# 2010 Audi A3 TDI vs Golf, plus checklist and FAQ



## chittychittybangbang (May 28, 2007)

Hi, I wrote up a TDI specific Audi A3 FAQ. Includes videos, reviews, and more. I'll update the article as more info comes out. That's my site - it's a TDI specific site so until now it's mostly VW. Now that the Audi A3 is coming out I'll have lots of Audi specific info. And the DSG /S-tronic transmission/CBEA TDI engine are shared so much of the information is the same. Also includes a VW/Audi wheel gallery with part numbers etc. View here:
http://www.myturbodiesel.com/1...t.htm
And although I like Audi design, it looks like the 2010 Golf has better features if you can live with leatherette instead of leather. The VW multifunction steering wheel got a major refresh so it looks much nicer too. Oh, and it should cost less too! Something is not right with this situation


----------



## DavidSG (Aug 11, 2006)

*Re: 2010 Audi A3 TDI vs Golf, plus checklist and FAQ (chittychittybangbang)*

Good stuff.
A3 is starting to look dated, but still offers a more premium package. But alas, no 6MT. 
Looks like my dream of owning an A3 are fading - I don't think they'll ever bring a version to the US that I'd buy, even though I love the styling. Been waiting for the 2.0T (gas) quattro with 6MT - who knows if that'll ever happen. Would settle for a FWD TDI, but only with a stick.
That Golf TDI is a tempting package. Might give the A3 another year - see what the 2011 updates bring.


----------



## chittychittybangbang (May 28, 2007)

What's annoying is that the reason I'm sure there's no quattro A3 TDI (in North America) is because of emissions. Yet a 6 speed instead of S-tronic/DSG would get better emissions because of lighter weight.
I think they are going to be S-tronic only because of the limited sales numbers so they wanted to limit choice and expense. If you want a stick, get a used manual transmission out of a Jetta/Golf and swap it in. I see no reason why it woudln't be the same trans since it's the same engine. The ECU might need some magic and the springs would need to be swapped too but it's doable.


----------



## 2YY4U (Jul 29, 2004)

*Re: 2010 Audi A3 TDI vs Golf, plus checklist and FAQ (chittychittybangbang)*

Nice article! You just helped me decide between the A3 and Jetta.
I am waiting for the 2010 Jetta TDI sedan and my only wish was that I could have xenon lights. Any hopes in there? Suggestions?
Again, great write up.


----------



## Corradorennenprofi (Nov 6, 2003)

*Re: (chittychittybangbang)*


_Quote, originally posted by *chittychittybangbang* »_What's annoying is that the reason I'm sure there's no quattro A3 TDI (in North America) is because of emissions. Yet a 6 speed instead of S-tronic/DSG would get better emissions because of lighter weight.

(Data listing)

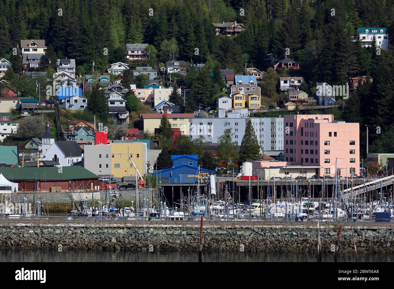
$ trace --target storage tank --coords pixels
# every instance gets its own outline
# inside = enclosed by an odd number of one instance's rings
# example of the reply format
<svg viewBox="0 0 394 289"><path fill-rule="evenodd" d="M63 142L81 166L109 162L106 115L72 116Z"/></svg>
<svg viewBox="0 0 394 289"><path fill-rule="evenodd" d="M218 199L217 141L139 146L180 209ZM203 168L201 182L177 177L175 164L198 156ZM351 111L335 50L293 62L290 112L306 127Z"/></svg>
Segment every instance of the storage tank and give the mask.
<svg viewBox="0 0 394 289"><path fill-rule="evenodd" d="M242 176L250 177L253 175L253 166L250 162L242 163Z"/></svg>
<svg viewBox="0 0 394 289"><path fill-rule="evenodd" d="M216 195L216 186L215 182L215 175L211 175L209 176L210 184L211 186L211 195Z"/></svg>

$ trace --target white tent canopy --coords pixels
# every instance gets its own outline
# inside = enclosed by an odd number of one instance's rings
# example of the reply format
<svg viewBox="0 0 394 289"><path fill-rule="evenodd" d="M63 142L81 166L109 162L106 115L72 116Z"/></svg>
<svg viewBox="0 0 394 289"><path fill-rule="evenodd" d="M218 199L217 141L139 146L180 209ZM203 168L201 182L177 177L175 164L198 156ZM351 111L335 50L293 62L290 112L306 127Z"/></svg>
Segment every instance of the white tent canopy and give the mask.
<svg viewBox="0 0 394 289"><path fill-rule="evenodd" d="M18 183L10 182L0 173L0 193L10 193L18 191Z"/></svg>

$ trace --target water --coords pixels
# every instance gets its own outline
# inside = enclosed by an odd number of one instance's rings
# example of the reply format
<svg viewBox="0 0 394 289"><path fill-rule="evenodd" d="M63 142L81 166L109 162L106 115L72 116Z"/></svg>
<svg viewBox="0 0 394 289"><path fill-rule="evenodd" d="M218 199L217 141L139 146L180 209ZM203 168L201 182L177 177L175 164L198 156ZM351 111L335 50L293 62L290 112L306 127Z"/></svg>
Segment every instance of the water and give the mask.
<svg viewBox="0 0 394 289"><path fill-rule="evenodd" d="M198 262L198 253L186 252L135 252L50 250L0 251L2 262ZM206 262L316 262L316 254L302 252L205 252ZM338 253L338 262L356 261L354 254ZM392 254L359 253L358 262L392 262ZM322 262L334 262L334 255L322 255Z"/></svg>

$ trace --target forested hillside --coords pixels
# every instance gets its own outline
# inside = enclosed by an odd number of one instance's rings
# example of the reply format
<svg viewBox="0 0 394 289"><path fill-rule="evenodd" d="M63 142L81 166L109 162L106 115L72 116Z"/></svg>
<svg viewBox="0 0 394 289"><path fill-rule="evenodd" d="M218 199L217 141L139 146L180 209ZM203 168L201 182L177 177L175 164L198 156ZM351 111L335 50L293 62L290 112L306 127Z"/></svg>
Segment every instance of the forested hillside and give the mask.
<svg viewBox="0 0 394 289"><path fill-rule="evenodd" d="M216 69L236 72L245 63L261 69L266 55L284 57L288 48L310 94L317 82L372 78L346 102L342 117L360 123L362 152L364 125L372 132L370 152L394 151L392 48L377 55L376 48L352 41L357 28L380 27L387 28L392 43L394 0L4 0L0 19L2 57L9 59L21 39L43 39L50 59L75 59L82 74L91 71L93 61L95 70L105 72L109 63L124 61L126 43L152 45L151 56L160 63L174 56L190 63L216 61ZM215 35L212 22L234 20L244 31L236 37ZM199 95L203 78L194 87L191 79L184 83L200 98L191 100L210 101L217 92Z"/></svg>

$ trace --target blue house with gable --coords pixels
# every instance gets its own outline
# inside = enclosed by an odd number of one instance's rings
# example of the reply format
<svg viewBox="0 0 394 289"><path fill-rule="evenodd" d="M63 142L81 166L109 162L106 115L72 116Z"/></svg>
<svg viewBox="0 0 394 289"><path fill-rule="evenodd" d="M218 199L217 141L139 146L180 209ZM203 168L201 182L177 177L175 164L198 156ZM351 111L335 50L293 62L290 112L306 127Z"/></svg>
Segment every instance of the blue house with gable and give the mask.
<svg viewBox="0 0 394 289"><path fill-rule="evenodd" d="M196 155L171 156L173 167L157 172L157 176L164 184L193 184L198 182L194 177L199 172L198 156ZM216 172L200 168L200 173L216 174ZM152 173L155 175L156 172ZM191 176L193 176L193 177Z"/></svg>

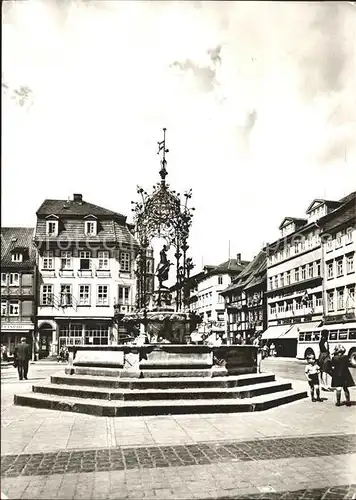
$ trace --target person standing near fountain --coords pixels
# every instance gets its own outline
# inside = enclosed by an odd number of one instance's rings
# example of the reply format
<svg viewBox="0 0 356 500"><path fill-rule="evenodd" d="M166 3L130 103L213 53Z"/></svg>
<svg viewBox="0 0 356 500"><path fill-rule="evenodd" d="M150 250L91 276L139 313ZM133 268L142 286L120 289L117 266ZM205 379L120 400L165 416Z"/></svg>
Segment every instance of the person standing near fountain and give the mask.
<svg viewBox="0 0 356 500"><path fill-rule="evenodd" d="M168 247L163 245L162 250L160 251L160 261L157 266L156 276L158 278L159 288L165 288L163 286L163 282L168 280L169 277L169 268L172 263L167 259L167 251Z"/></svg>

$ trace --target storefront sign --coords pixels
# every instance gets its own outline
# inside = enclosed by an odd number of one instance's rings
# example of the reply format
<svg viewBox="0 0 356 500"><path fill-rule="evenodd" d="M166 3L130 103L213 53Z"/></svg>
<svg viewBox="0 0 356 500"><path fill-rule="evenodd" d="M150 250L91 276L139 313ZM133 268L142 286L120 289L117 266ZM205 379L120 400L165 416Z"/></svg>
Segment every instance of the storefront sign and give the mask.
<svg viewBox="0 0 356 500"><path fill-rule="evenodd" d="M12 323L11 325L1 325L1 330L2 331L9 331L9 330L33 330L33 325L22 325L22 324L16 324Z"/></svg>

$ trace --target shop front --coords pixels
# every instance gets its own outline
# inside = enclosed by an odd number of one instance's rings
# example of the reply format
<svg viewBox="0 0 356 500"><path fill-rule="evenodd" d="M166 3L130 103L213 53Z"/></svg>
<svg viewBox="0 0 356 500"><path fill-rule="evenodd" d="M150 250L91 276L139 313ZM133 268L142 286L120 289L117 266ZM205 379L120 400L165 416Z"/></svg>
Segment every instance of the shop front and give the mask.
<svg viewBox="0 0 356 500"><path fill-rule="evenodd" d="M7 347L8 356L11 358L14 355L16 346L21 342L21 338L25 337L27 343L33 346L33 331L32 323L9 323L1 324L1 344Z"/></svg>
<svg viewBox="0 0 356 500"><path fill-rule="evenodd" d="M113 321L58 320L58 349L72 345L111 345L117 340ZM116 335L115 335L116 334Z"/></svg>

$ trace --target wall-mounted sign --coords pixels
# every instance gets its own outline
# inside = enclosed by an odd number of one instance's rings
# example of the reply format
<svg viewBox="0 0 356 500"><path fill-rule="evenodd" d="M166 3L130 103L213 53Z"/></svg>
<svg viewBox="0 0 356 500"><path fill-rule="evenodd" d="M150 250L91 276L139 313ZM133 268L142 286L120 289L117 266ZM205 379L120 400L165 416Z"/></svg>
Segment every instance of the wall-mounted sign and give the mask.
<svg viewBox="0 0 356 500"><path fill-rule="evenodd" d="M11 323L10 325L1 325L1 330L33 330L33 325L23 325L23 324L16 324L16 323Z"/></svg>

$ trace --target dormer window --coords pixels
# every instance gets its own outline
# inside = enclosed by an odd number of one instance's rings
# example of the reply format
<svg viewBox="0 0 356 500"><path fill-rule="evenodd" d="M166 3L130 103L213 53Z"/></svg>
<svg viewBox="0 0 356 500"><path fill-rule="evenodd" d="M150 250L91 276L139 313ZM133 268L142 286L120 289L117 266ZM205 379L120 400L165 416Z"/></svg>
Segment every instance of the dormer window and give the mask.
<svg viewBox="0 0 356 500"><path fill-rule="evenodd" d="M84 232L87 236L96 236L98 232L97 218L93 214L84 217Z"/></svg>
<svg viewBox="0 0 356 500"><path fill-rule="evenodd" d="M12 262L22 262L23 261L23 254L21 252L14 252L11 255L11 260L12 260Z"/></svg>
<svg viewBox="0 0 356 500"><path fill-rule="evenodd" d="M85 221L85 234L88 236L96 236L96 221L87 220Z"/></svg>
<svg viewBox="0 0 356 500"><path fill-rule="evenodd" d="M57 236L58 235L58 221L57 220L48 220L46 222L46 233L48 236Z"/></svg>

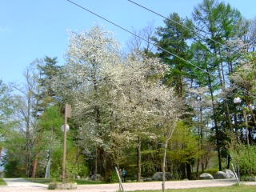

▶ _TASKS TO PERFORM_
1: In the forum thread comparing the Audi A3 TDI and the Golf, change "xenon lights" to "LED headlights" and reproduce the passage, beginning at the words "## 2YY4U (Jul" and stopping after "great write up.".
2: In the A3 TDI and Golf forum thread, what reason does chittychittybangbang give for being sure there is no quattro A3 TDI in North America?
3: Continue the A3 TDI and Golf forum thread from the point where it stops.

▶ _ANSWERS PROVIDED_
1:
## 2YY4U (Jul 29, 2004)

*Re: 2010 Audi A3 TDI vs Golf, plus checklist and FAQ (chittychittybangbang)*

Nice article! You just helped me decide between the A3 and Jetta.
I am waiting for the 2010 Jetta TDI sedan and my only wish was that I could have LED headlights. Any hopes in there? Suggestions?
Again, great write up.

2: Emissions.

3:
I think they are going to be S-tronic only because of the limited sales numbers so they wanted to limit choice and expense. If you want a stick, get a used manual transmission out of a Jetta/Golf and swap it in. I see no reason why it woudln't be the same trans since it's the same engine. The ECU might need some magic and the springs would need to be swapped too but it's doable.

Anyone have any idea how much it would cost do to a transmission swap from a DSG to a manual?
You'd have to include the additional price of the DSG transmission when purchasing the car new of course. The Audi A3 TDI manual transmission most likely is tougher than the normal A3 manual transmission given gobs of low end torque








I'm not sure if the transmission on the A3 TDI would be comparable to the VW Golf/Jetta TDI. It looks like the redline for the 2.0 TDI Golf is 5,000 rpm and from a photo of a 2.0 TDI A3 I saw in the German magazine "Gute Fahrt" the red line was at 4,500 rpm. Perhaps they are tuned differently?
By the way, would doing a transmission swap void the warranty from Audi?


----------



## VWAddict (Jun 12, 1999)

*Re: (Corradorennenprofi)*

Wouldn't you need to find a quattro Manual transmission? -Or are they the same?
Think about it. -If they differ, you'd be importing a transmission from Europe, or putting in a VW one, I think. -Can anyone confirm or correct me on that part?
Keith


----------



## Audi'sRevenge (Mar 24, 2008)

*Re: (VWAddict)*


_Quote, originally posted by *VWAddict* »_Wouldn't you need to find a quattro Manual transmission? -Or are they the same?
Think about it. -If they differ, you'd be importing a transmission from Europe, or putting in a VW one, I think. -Can anyone confirm or correct me on that part?
Keith

TDI _isn't_ Quattro though. The Haldex is not even an option on the TDI according to the information. Why then it's only available as DSG is a mystery, given the 2.0T FWD has a traditional manual.
What's odd though is that the DSG gets better FE ratings, not worse; yes it's heavier but the DSG is more "efficient" in shifting (than an automatic and a clutch-pedal manual) so it posts higher EPA numbers, not lower. Wouldn't the same be true for the TDI?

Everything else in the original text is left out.